"""

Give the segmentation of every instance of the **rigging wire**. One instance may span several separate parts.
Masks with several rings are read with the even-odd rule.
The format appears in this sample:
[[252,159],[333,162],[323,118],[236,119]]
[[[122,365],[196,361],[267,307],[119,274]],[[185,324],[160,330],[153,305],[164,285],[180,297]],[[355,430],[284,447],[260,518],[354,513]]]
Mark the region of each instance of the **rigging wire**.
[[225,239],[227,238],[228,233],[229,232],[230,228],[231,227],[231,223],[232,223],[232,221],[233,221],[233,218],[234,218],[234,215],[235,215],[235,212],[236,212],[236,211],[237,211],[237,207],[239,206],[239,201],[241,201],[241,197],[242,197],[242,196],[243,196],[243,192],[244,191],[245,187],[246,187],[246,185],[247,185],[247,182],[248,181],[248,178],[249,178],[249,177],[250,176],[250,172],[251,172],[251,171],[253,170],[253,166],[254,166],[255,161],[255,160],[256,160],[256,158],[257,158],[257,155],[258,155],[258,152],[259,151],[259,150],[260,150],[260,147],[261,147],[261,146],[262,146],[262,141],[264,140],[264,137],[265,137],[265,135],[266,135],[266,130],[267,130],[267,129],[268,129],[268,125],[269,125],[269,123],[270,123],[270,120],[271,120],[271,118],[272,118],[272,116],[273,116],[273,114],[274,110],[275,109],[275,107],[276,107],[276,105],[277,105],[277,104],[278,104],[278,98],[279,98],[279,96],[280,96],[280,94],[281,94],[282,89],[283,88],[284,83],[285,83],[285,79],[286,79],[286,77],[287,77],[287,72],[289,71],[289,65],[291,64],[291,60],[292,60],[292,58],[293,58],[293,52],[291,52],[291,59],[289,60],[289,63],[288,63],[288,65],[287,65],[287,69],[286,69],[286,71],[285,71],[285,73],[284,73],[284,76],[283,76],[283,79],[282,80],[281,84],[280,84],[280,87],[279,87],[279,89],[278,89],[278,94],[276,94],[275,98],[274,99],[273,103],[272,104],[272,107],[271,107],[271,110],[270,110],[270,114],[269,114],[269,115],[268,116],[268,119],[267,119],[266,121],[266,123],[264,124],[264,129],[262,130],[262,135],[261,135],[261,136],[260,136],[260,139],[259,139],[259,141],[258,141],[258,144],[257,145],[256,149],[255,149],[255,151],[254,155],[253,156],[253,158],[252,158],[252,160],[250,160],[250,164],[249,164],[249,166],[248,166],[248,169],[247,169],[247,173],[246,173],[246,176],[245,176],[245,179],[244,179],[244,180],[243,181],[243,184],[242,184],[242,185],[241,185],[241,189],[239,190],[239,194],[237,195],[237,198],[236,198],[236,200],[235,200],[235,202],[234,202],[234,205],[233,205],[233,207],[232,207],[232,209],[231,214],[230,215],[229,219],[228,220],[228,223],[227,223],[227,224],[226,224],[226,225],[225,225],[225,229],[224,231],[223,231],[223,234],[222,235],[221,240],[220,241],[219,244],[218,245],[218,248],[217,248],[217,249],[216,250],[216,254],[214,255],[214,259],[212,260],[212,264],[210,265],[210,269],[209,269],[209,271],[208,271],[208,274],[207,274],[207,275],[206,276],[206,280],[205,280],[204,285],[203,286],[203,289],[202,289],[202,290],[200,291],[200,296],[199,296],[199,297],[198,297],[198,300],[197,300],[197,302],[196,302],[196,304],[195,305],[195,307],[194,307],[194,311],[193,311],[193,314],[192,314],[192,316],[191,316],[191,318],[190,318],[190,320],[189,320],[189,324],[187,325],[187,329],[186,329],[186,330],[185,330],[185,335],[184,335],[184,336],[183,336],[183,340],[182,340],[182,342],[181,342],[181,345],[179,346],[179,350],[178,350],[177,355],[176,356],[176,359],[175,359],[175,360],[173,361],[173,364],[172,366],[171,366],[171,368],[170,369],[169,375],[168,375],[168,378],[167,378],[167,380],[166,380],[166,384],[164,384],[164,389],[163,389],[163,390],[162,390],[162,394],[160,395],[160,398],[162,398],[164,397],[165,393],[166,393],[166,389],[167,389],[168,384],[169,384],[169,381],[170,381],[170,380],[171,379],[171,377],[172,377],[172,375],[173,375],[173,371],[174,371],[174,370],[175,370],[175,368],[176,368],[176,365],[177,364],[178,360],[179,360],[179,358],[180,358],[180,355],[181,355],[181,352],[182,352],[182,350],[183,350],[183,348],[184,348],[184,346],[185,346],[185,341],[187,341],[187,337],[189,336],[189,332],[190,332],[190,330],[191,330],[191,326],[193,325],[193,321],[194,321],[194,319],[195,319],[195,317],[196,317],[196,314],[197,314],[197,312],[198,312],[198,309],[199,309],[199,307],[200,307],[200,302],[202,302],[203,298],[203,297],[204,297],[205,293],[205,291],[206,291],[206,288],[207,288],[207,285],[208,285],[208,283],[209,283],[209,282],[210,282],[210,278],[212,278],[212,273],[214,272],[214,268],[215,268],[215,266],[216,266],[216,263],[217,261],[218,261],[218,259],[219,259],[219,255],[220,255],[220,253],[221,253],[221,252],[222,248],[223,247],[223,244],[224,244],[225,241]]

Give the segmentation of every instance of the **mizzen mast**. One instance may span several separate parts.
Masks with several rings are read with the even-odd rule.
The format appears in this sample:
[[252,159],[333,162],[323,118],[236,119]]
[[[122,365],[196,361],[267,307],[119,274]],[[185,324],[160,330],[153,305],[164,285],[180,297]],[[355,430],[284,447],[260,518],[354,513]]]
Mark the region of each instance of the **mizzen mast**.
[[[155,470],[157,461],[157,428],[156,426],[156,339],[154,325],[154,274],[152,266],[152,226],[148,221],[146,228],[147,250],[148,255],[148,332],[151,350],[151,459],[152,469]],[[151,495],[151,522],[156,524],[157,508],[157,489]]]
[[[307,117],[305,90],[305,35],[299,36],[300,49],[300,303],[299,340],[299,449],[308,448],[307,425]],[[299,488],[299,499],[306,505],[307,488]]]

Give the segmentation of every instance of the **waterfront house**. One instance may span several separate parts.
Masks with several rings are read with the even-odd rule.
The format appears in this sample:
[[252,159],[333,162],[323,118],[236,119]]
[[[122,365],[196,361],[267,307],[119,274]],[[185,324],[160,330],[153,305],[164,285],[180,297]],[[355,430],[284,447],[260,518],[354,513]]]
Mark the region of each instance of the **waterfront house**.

"""

= AIM OF THE EXERCISE =
Everything from the line containing "Give the segmentation of every instance of the **waterfront" through the last line of the records must be given again exactly; leave out all other lines.

= THE RESULT =
Give the segmentation of every instance of the **waterfront house**. One instance may span several separate parts.
Masks with several rings are read with the even-odd rule.
The format appears in this sample:
[[252,159],[333,162],[323,118],[236,119]]
[[[122,365],[196,361],[267,307],[119,274]],[[185,324],[160,330],[153,305],[164,285],[180,297]],[[355,430],[284,447],[260,518],[354,513]]]
Mark the region of each instance of the **waterfront house**.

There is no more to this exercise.